**抜粋箇所**
海外FXは総合課税のため、副業などのその他の収入と損益の合算ができます。たとえば海外FXで200万円の利益を出し、副業で100万円の損失を出していた場合は、利益の200万円から損失の100万円を引いた100万円を所得として計上できます。一方で、申告分離課税である国内FXや株式投資、不動産投資の損失とは相殺できないので注意が必要です。

所得控除を利用する

海外FXにかかる税金を節税するなら、所得控除を利用するのもよいでしょう。所得控除を利用することで、かなりの額の所得を抑えられます。確定申告で使える所得控除は以下のとおりです。
  • 基礎控除:2,500万円以下の所得なら最大48万円
  • 扶養控除:扶養親族に応じた額
  • 配偶者控除:配偶者の所得が48万円以下の場合
  • 配偶者特別控除:配偶者の所得が48~133万円以下の場合
  • 社会保険料控除:社会保険料の全額
  • 医療費控除:支払った医療費が10万円以上の場合
  • 雑損控除:災害・盗難・横領などの損害額から一定額
  • 小規模企業共済等掛金控除:掛け金の全額
  • 生命保険料控除:保険料に応じた一定額
  • 地震保険料控除:保険料に応じた一定額
  • 寡婦控除:寡婦の場合27万円
  • 障害者控除:障害区分に応じた一定額
  • 寄付金控除:特定寄付金を支払った場合(ふるさと納税など)
確定申告をおこなった際に、自分に該当する所得控除に記載がなくても、税務署では教えてくれません。自分で活用できる所得控除を確認し、最適な控除を受けることが大切です。

**提供データ**

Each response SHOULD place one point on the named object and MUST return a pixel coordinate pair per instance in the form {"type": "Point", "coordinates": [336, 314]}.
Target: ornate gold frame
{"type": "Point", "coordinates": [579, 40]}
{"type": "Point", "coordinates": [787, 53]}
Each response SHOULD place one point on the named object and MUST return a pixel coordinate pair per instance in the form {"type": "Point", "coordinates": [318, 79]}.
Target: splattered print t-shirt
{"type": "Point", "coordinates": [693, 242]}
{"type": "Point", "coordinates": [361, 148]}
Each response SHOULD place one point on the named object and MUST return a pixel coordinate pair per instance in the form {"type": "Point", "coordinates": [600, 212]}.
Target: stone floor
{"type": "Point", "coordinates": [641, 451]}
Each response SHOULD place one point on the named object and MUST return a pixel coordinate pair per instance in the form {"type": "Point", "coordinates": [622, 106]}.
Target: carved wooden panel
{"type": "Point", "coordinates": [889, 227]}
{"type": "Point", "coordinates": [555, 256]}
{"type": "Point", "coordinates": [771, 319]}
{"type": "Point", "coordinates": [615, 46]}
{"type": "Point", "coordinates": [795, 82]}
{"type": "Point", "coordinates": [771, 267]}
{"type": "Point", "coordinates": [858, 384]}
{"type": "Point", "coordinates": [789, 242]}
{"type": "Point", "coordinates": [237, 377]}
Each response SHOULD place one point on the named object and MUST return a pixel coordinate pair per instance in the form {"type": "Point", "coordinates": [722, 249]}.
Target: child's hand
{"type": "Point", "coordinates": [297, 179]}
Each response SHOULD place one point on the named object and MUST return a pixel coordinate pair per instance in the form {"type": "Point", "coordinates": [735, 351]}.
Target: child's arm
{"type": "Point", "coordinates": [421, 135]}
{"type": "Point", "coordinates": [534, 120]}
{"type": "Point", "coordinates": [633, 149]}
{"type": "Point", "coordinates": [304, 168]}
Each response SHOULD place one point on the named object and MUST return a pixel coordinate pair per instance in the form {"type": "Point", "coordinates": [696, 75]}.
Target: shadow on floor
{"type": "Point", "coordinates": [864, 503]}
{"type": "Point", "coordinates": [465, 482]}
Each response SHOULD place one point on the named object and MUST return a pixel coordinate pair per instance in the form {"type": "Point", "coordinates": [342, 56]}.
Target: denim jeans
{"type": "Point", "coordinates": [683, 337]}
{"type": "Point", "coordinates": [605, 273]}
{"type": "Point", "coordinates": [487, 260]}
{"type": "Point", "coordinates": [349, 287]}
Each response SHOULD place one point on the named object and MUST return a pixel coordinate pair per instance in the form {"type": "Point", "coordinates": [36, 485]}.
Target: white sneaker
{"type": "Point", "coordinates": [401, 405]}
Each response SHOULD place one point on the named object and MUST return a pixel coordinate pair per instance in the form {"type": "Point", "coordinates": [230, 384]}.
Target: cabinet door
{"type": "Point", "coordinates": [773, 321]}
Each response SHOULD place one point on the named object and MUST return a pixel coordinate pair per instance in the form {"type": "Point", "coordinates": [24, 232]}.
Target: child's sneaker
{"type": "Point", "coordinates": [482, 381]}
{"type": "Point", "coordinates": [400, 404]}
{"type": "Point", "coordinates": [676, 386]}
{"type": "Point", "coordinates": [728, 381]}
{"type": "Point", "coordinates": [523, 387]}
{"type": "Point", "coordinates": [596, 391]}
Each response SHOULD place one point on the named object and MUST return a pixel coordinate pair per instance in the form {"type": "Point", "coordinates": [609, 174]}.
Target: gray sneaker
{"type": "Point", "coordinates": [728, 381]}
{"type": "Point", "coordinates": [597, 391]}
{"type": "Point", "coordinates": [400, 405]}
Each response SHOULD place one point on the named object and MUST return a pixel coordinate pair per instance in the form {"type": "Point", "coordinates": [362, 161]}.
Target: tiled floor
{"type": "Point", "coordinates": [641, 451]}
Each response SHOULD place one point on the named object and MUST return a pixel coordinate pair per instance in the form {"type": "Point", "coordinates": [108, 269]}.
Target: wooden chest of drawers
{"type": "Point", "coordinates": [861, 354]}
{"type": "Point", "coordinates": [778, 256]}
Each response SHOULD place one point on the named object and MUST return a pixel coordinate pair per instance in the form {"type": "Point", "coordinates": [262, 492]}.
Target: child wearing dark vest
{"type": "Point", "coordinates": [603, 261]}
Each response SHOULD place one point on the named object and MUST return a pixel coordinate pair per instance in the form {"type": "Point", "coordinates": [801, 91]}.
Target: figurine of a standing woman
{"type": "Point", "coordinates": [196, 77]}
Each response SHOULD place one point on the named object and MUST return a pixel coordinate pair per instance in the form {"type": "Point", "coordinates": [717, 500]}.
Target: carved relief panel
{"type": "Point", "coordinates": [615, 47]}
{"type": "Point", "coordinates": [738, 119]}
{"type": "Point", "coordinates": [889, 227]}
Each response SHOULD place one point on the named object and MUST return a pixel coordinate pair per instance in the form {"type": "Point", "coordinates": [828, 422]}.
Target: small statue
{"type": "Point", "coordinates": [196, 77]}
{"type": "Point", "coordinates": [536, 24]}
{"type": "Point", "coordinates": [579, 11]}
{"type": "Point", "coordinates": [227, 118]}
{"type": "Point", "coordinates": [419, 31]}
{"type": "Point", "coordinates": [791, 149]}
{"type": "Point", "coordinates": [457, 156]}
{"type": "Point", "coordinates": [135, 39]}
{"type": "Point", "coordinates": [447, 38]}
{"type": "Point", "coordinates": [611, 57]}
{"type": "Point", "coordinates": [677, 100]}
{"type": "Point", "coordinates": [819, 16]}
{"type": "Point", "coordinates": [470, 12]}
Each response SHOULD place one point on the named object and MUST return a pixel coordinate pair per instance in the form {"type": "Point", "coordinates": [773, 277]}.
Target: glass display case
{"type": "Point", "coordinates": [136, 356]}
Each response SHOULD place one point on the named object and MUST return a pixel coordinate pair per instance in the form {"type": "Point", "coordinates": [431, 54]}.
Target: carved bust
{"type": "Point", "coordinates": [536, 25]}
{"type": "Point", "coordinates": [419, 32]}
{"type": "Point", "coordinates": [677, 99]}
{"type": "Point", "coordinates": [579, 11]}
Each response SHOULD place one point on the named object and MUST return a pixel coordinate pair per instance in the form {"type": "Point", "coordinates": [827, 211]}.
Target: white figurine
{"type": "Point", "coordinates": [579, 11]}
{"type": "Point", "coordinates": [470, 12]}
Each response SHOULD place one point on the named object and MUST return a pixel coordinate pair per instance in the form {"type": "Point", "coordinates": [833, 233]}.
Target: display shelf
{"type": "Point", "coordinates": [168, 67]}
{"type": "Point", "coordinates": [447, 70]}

**必須課題**
A - 抜粋をもとに、次の問いに答えてください。
(i) 海外FXで200万円の利益、副業で100万円の損失を出した場合、所得として計上できるのはいくらですか？
(ii) 寡婦控除の額はいくらですか？
(iii) 配偶者控除が受けられるのは、配偶者の所得がいくら以下の場合ですか？
B - 抜粋の「海外FXは総合課税のため、副」から「所得控除は以下のとおりです。」までを、「副業」を「アルバイト」に置き換えて書き直してください。

**解答一覧**
A -
(i) 100万円
(ii) 27万円
(iii) 48万円以下

B -
海外FXは総合課税のため、アルバイトなどのその他の収入と損益の合算ができます。たとえば海外FXで200万円の利益を出し、アルバイトで100万円の損失を出していた場合は、利益の200万円から損失の100万円を引いた100万円を所得として計上できます。一方で、申告分離課税である国内FXや株式投資、不動産投資の損失とは相殺できないので注意が必要です。

所得控除を利用する

海外FXにかかる税金を節税するなら、所得控除を利用するのもよいでしょう。所得控除を利用することで、かなりの額の所得を抑えられます。確定申告で使える所得控除は以下のとおりです。